[Coordinate annotation entries]
========

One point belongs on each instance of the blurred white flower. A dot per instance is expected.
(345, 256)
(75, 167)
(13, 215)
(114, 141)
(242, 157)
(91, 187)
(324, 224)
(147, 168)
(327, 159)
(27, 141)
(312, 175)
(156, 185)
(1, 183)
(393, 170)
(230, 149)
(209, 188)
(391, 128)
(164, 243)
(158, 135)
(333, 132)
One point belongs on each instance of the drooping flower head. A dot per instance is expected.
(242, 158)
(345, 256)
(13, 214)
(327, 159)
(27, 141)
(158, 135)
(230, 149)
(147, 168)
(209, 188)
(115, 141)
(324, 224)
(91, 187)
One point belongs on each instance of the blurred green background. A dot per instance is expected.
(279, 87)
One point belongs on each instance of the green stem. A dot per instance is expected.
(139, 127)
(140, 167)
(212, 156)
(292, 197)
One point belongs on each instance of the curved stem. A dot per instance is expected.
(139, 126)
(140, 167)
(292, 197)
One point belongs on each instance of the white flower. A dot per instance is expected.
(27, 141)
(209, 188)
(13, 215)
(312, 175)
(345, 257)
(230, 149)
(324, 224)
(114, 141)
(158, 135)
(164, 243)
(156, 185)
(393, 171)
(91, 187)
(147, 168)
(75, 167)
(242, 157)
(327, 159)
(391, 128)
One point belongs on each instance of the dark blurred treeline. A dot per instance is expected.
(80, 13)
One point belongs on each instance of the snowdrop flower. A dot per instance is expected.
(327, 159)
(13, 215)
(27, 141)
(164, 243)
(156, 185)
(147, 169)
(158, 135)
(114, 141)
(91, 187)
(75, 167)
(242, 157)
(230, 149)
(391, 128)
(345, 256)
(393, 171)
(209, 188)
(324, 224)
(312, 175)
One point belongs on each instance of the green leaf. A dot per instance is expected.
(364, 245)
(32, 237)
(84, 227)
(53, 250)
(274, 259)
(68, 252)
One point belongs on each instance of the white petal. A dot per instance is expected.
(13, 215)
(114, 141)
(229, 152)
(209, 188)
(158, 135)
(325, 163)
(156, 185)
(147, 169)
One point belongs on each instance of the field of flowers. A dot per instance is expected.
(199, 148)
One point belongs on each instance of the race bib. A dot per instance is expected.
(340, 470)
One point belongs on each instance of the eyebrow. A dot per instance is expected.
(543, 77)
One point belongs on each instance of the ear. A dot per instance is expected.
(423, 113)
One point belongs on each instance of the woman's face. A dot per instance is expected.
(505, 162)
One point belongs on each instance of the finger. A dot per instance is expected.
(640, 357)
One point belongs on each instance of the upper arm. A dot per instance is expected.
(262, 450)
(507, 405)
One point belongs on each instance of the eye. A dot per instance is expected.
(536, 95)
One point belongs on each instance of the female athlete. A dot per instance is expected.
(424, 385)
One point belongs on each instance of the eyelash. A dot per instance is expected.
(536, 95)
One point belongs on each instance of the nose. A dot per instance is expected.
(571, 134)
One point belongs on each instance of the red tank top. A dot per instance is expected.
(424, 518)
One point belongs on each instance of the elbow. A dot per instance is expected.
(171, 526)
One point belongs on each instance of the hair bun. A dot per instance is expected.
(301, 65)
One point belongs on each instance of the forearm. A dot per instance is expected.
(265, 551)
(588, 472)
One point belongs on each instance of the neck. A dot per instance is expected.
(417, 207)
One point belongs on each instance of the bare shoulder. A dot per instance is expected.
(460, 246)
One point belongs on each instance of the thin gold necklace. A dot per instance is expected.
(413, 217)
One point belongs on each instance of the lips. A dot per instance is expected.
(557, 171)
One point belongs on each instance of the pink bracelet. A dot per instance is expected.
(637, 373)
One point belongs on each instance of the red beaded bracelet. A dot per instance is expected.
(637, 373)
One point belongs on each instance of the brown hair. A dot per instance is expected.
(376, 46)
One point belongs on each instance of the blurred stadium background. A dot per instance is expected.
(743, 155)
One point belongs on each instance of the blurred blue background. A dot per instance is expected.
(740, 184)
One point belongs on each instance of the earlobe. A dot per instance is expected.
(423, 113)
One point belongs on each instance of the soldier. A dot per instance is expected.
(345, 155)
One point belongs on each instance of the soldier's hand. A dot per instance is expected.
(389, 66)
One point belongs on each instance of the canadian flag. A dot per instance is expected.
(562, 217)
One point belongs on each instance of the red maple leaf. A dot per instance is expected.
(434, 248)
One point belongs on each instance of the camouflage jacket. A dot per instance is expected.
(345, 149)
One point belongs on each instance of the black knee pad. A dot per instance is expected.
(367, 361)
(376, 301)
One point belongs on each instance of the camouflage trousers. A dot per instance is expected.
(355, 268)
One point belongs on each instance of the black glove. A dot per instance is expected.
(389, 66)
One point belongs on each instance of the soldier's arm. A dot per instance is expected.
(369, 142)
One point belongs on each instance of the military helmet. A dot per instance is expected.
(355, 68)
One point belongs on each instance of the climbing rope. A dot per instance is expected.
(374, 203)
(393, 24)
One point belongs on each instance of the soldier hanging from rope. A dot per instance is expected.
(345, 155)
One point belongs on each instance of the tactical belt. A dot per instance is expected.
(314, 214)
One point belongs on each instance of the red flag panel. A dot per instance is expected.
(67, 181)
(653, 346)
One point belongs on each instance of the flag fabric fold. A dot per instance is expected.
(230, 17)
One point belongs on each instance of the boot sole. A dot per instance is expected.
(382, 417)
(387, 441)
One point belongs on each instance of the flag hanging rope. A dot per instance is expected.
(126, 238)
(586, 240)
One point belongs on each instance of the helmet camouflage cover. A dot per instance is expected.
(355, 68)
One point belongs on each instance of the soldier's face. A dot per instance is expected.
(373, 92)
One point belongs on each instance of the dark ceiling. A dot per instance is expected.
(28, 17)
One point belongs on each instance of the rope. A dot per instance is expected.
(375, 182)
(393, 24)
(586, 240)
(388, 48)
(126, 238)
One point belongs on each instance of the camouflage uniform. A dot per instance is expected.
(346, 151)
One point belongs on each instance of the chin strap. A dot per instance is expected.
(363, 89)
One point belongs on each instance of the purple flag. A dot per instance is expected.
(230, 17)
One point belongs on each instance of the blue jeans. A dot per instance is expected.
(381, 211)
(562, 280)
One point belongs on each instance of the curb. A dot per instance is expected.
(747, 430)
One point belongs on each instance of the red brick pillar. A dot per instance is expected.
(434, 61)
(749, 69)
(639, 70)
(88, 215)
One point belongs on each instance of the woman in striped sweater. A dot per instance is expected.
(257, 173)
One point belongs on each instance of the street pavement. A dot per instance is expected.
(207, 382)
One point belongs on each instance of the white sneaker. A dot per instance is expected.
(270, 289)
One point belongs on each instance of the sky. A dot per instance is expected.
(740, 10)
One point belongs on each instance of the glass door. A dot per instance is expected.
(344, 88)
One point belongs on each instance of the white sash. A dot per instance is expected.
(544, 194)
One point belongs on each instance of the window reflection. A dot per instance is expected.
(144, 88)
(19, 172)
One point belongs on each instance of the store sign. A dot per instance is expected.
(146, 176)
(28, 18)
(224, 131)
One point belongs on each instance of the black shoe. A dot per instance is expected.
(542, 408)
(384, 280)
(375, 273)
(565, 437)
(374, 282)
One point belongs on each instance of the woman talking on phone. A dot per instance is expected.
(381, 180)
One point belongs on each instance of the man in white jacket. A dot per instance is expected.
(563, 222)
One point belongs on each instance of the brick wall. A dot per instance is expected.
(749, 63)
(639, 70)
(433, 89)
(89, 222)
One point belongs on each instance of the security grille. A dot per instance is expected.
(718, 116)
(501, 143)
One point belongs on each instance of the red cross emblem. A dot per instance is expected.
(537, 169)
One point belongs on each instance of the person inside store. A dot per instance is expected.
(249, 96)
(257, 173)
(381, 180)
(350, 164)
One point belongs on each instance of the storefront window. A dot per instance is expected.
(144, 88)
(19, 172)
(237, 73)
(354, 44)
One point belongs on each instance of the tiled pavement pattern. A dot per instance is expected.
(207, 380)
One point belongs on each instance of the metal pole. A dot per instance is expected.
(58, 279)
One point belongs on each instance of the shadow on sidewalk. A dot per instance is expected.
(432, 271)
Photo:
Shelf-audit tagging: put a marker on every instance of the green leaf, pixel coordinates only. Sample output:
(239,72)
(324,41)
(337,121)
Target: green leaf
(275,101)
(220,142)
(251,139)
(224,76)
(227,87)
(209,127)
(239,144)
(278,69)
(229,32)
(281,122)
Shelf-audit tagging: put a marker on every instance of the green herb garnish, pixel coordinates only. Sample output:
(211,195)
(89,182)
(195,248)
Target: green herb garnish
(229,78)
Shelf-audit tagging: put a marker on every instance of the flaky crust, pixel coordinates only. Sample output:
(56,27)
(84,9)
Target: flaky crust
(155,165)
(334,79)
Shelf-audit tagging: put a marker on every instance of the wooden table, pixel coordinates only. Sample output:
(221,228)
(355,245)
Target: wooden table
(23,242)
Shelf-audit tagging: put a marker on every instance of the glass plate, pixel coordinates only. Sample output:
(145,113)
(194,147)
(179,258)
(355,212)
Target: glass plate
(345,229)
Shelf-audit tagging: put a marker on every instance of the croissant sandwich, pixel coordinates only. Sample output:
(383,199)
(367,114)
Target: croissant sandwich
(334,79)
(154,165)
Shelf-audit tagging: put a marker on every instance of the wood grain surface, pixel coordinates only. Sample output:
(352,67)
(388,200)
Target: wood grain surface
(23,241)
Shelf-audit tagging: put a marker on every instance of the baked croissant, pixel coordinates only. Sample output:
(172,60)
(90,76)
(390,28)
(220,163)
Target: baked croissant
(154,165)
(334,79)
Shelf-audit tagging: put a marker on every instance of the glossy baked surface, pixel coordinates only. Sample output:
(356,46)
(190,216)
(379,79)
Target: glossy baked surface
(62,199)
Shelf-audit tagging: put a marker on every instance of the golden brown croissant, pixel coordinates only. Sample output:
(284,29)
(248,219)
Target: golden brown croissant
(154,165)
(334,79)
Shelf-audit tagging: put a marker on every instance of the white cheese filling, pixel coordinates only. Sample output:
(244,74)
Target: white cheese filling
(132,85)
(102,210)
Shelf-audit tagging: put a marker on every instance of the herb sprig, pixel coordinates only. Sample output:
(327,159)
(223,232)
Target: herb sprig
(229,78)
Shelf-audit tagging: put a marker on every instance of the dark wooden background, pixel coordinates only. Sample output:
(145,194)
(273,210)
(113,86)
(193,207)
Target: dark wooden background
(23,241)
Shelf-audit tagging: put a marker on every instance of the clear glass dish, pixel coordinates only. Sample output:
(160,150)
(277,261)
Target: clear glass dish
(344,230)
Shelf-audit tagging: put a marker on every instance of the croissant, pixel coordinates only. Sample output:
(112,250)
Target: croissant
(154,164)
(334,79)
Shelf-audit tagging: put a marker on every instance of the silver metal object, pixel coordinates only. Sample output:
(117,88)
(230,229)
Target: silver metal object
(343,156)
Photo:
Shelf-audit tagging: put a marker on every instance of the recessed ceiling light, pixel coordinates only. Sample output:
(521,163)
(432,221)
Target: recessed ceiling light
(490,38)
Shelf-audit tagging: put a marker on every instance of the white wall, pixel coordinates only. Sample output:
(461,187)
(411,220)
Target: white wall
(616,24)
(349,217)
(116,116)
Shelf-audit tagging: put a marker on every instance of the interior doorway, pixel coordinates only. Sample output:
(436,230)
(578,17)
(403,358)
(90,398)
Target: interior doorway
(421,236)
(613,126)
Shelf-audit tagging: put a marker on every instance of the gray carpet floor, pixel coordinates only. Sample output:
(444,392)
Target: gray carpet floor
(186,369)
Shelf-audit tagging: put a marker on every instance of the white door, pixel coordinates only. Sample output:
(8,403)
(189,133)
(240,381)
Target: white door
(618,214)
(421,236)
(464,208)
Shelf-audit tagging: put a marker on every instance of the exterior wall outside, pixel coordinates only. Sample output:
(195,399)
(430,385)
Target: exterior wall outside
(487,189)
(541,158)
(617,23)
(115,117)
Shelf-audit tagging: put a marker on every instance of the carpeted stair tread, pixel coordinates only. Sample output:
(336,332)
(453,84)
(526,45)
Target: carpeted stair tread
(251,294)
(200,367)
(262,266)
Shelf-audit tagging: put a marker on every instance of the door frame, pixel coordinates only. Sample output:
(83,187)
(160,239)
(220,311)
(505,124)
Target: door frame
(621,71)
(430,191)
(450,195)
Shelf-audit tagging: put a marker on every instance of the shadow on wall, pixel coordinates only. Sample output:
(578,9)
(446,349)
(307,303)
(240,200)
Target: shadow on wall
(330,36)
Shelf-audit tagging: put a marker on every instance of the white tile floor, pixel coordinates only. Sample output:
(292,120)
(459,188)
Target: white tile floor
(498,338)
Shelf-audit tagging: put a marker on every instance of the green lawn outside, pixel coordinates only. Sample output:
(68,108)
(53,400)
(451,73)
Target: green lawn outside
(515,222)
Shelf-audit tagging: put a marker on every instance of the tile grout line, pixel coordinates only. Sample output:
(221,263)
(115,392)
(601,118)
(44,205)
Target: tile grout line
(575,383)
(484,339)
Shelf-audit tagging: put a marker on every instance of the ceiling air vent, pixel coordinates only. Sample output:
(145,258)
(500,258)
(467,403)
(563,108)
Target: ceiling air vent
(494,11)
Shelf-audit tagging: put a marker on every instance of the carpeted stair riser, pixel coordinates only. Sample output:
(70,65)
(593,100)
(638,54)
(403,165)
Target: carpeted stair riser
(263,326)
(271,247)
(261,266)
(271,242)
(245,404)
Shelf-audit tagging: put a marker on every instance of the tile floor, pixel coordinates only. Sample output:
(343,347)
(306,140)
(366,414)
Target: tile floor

========

### GIVEN EXERCISE
Go back to the data above and please quote exactly, and only, the lines from the line with "the tile grout" through its last line.

### WRITTEN ANSWER
Shelf-audit tagging: put a marker on every instance of the tile grout line, pixel coordinates only. Sample output:
(221,263)
(115,392)
(601,118)
(44,205)
Target: tile grout line
(575,383)
(484,339)
Shelf-audit tagging: put a marker on every instance of the ceiling air vent, pixel coordinates only. Sample output:
(145,258)
(500,258)
(467,403)
(563,108)
Target: ceiling air vent
(494,11)
Shelf-audit tagging: put a marker on every instance of the carpeted stair riser, pixel coordinates only. Sample output:
(70,65)
(593,100)
(638,54)
(403,165)
Target: carpeted stair riser
(263,326)
(271,247)
(261,266)
(271,242)
(245,404)
Shelf-audit tagging: put a marker on every instance of the tile floor, pixel coordinates only. Sample output:
(343,347)
(306,140)
(366,414)
Target: tile floor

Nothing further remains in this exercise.